WHAT IS BEING ASKED: Exclude all pictures, then copy each of the records exactly as written.

─── MATERIAL TO PROCESS ───

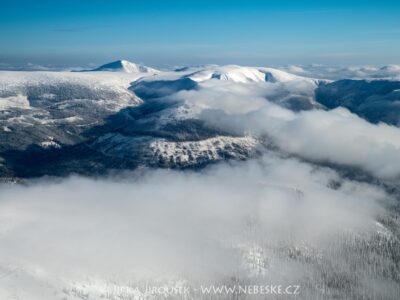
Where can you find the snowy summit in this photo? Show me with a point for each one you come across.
(126, 67)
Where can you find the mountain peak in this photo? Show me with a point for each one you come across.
(126, 67)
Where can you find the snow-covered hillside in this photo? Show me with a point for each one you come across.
(126, 67)
(123, 115)
(204, 175)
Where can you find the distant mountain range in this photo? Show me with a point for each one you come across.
(124, 115)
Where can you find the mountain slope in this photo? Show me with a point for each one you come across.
(126, 67)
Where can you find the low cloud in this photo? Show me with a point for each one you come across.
(201, 227)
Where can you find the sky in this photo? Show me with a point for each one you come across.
(170, 33)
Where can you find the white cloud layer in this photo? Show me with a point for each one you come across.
(201, 227)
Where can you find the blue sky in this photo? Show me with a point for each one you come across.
(165, 33)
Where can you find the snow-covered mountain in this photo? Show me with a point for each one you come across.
(126, 67)
(123, 115)
(287, 179)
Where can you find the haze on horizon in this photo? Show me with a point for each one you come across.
(166, 33)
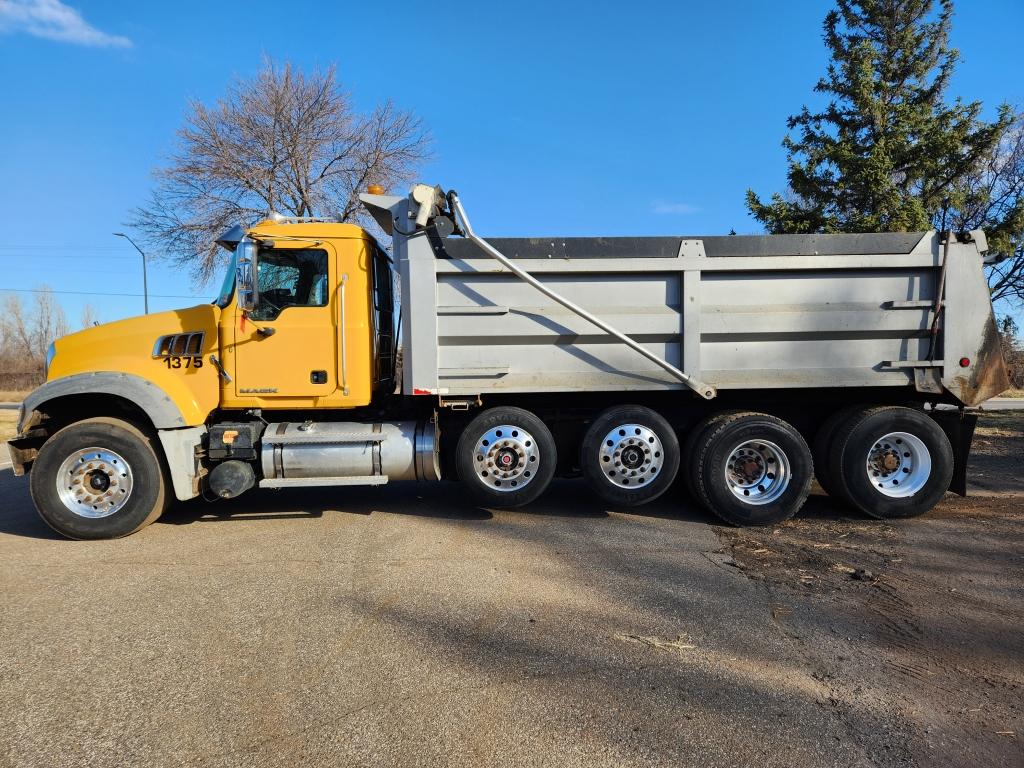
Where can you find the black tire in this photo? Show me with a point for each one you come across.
(531, 466)
(764, 440)
(608, 449)
(146, 496)
(822, 442)
(689, 470)
(854, 442)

───

SOLUTION FOR THIS PROBLEM:
Where can you find the snowy summit in this photo? Show me with a point for each one you come across.
(126, 67)
Where can you find the mountain peak in this photo? Show me with a point for each one you come across.
(126, 67)
Where can you find the snow-covered hillside in this photo? Show me with a point for each one you come across.
(126, 67)
(123, 115)
(204, 175)
Where can you find the distant mountain range in this photo? Show me with a point for each one you come across.
(124, 115)
Where can you find the mountain slope in this photo? Show me with a point for each one you come across.
(126, 67)
Where can you find the low cloud in this photo? Show me with a point for each one you come across.
(201, 227)
Where can you find the sky in this photo? Show me with a point for each one you come across.
(170, 33)
Where can you find the white cloud layer in this photo? Show me with a point for each one you come across.
(201, 227)
Where can you find the blue sky in this photo? Show me with a point for each one you come across.
(165, 33)
Where can you find the snow-covered mountain in this photo? Show me with a point for each one you come across.
(126, 67)
(123, 115)
(287, 179)
Where can you find the haze on horizon in this photo? Show me with a point for each one you come across.
(166, 33)
Where can you find the black tire in this photo? Show me with a point for each one you come across.
(531, 466)
(764, 440)
(608, 449)
(146, 496)
(822, 442)
(689, 470)
(854, 442)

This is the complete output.